**Stated task:** Which lines of the listing below contain the word "worker"? Locate each one and copy it out in full.
**** Excerpted data
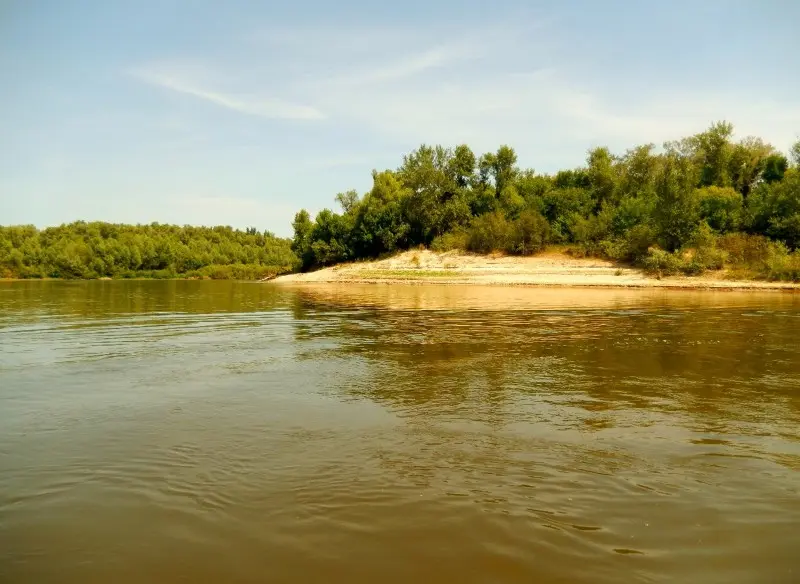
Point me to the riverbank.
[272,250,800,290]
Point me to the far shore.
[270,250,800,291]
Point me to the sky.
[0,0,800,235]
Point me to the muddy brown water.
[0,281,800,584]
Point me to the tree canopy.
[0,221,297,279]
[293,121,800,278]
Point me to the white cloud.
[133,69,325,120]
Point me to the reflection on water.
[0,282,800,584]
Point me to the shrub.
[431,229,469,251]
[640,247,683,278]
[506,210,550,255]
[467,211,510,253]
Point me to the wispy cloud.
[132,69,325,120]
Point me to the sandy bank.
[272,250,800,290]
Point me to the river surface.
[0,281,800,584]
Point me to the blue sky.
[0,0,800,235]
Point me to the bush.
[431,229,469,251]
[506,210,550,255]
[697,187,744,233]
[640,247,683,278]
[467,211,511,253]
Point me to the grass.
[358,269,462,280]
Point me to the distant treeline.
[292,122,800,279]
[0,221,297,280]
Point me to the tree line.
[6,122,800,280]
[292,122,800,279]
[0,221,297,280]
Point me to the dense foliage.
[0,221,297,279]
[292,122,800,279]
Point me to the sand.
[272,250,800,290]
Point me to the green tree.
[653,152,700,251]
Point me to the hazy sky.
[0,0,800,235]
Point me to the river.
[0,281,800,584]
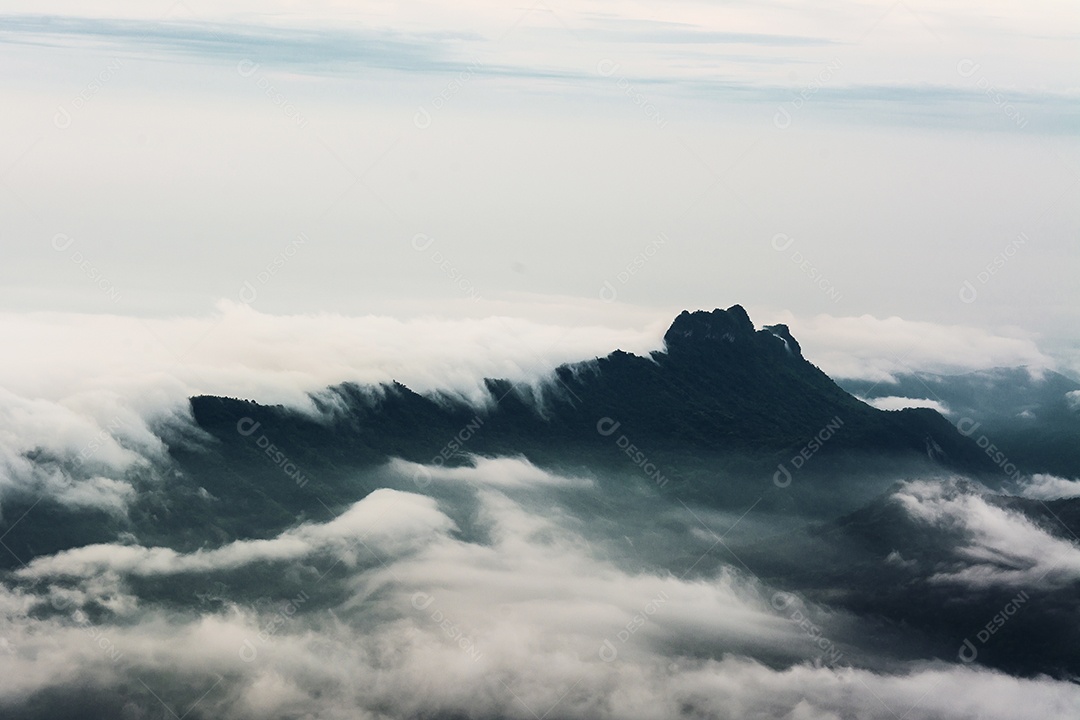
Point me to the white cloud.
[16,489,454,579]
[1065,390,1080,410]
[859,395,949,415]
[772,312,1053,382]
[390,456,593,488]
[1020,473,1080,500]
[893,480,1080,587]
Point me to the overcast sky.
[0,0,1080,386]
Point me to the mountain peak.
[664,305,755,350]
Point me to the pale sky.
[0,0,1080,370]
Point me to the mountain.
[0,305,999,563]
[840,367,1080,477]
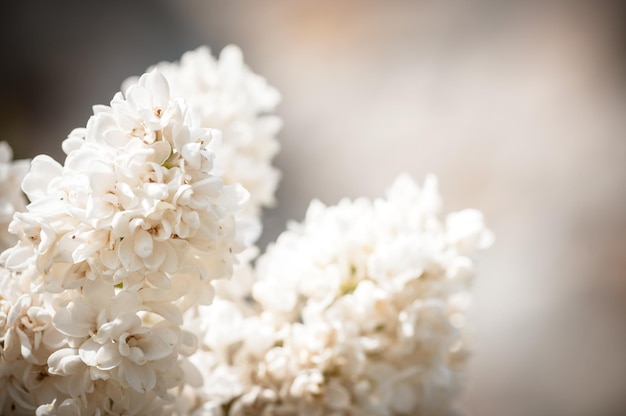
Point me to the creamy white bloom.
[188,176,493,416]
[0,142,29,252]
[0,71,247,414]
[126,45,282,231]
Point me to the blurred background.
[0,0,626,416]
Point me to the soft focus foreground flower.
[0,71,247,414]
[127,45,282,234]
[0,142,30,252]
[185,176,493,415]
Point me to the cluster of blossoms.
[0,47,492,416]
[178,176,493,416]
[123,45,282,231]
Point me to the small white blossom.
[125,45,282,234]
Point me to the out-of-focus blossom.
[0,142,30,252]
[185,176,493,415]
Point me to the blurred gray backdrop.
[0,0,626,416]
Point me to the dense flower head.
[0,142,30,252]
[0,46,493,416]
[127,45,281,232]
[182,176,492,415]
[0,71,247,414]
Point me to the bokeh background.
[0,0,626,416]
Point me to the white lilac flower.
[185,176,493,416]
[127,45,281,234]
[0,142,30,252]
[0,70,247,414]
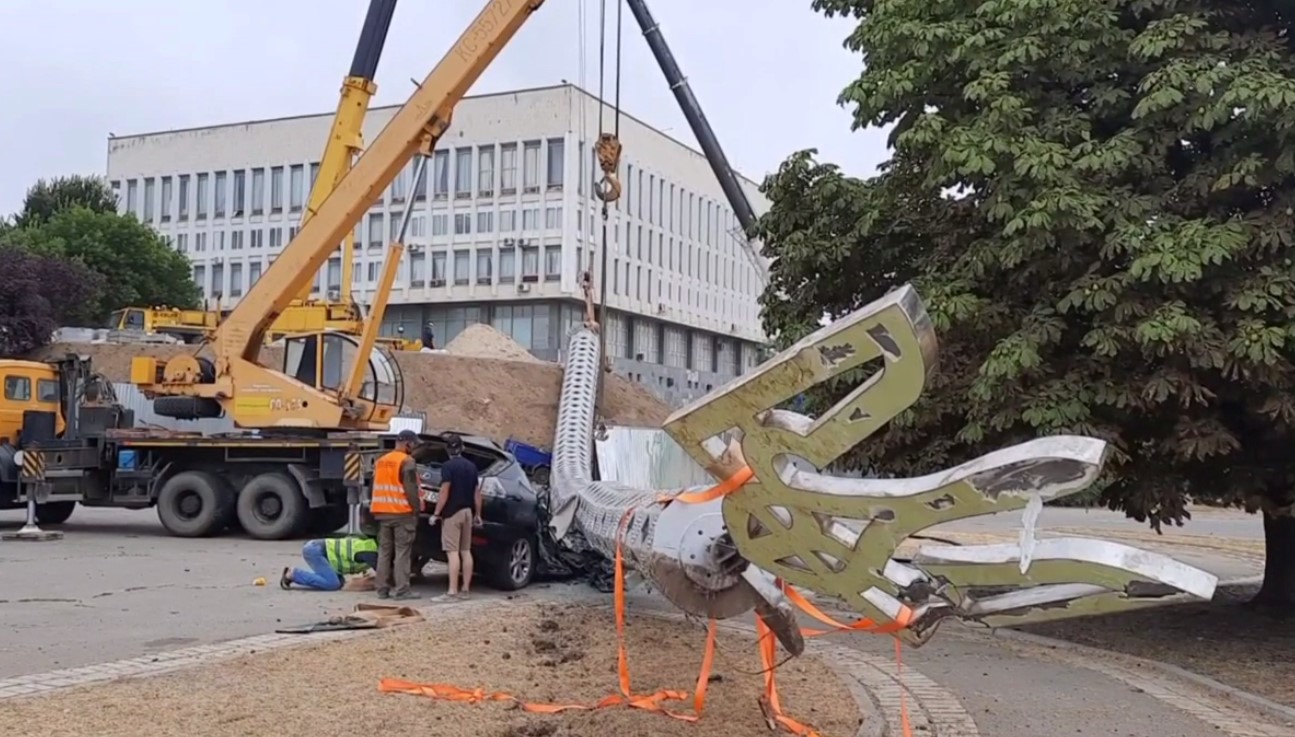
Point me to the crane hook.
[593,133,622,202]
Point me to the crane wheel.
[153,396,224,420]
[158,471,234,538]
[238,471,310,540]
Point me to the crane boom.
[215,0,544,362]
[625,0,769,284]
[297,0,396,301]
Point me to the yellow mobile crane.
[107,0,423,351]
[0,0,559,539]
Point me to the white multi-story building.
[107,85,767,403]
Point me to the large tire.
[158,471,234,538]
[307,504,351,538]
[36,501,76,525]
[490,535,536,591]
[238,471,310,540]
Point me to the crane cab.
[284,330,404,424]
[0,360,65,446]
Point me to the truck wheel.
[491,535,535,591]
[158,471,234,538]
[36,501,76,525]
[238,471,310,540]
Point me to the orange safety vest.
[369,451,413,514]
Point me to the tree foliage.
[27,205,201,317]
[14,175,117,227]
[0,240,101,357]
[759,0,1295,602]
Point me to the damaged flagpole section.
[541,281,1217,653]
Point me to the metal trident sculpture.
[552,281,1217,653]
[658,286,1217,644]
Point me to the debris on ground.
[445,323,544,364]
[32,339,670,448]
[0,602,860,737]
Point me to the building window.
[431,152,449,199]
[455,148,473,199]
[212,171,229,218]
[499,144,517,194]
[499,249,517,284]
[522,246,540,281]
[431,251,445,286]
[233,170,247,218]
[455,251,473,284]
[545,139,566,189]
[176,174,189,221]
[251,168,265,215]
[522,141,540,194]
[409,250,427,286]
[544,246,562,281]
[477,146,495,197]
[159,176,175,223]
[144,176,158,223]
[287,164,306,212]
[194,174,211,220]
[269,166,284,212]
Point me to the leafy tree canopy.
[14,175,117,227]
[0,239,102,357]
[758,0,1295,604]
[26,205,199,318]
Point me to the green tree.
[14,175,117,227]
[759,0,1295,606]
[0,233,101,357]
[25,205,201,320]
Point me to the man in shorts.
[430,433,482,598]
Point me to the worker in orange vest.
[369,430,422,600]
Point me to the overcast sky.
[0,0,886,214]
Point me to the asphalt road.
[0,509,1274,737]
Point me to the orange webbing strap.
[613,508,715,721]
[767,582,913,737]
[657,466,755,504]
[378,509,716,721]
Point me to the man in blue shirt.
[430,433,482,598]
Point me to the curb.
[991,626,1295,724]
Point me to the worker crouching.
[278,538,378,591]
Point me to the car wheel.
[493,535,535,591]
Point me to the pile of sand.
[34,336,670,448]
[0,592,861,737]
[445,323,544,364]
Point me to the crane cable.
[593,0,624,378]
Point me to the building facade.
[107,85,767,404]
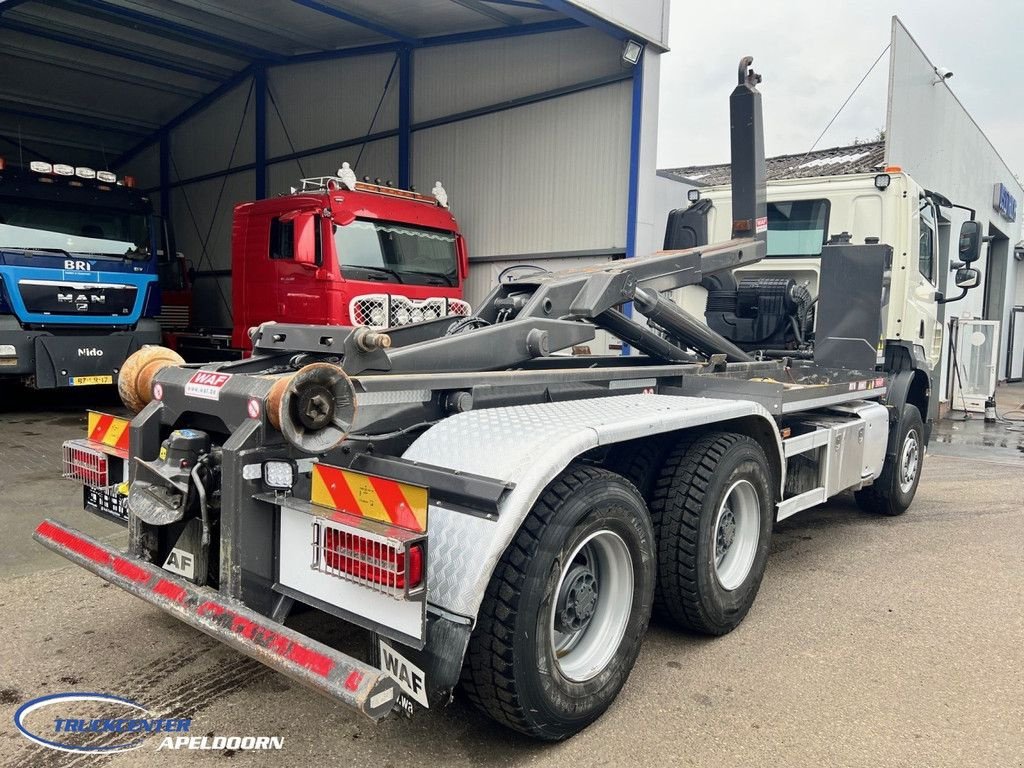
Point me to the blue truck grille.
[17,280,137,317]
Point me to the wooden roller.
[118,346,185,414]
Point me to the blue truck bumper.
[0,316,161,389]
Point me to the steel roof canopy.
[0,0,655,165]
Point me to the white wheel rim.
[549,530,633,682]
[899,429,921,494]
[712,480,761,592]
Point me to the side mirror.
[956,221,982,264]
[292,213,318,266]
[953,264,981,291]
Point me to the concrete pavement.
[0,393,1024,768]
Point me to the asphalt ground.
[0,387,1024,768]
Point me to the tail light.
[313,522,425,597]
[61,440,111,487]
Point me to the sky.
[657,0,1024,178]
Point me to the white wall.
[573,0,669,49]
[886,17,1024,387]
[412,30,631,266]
********
**Right answer:**
Point me to the worker in orange vest.
Point me to the worker crouching.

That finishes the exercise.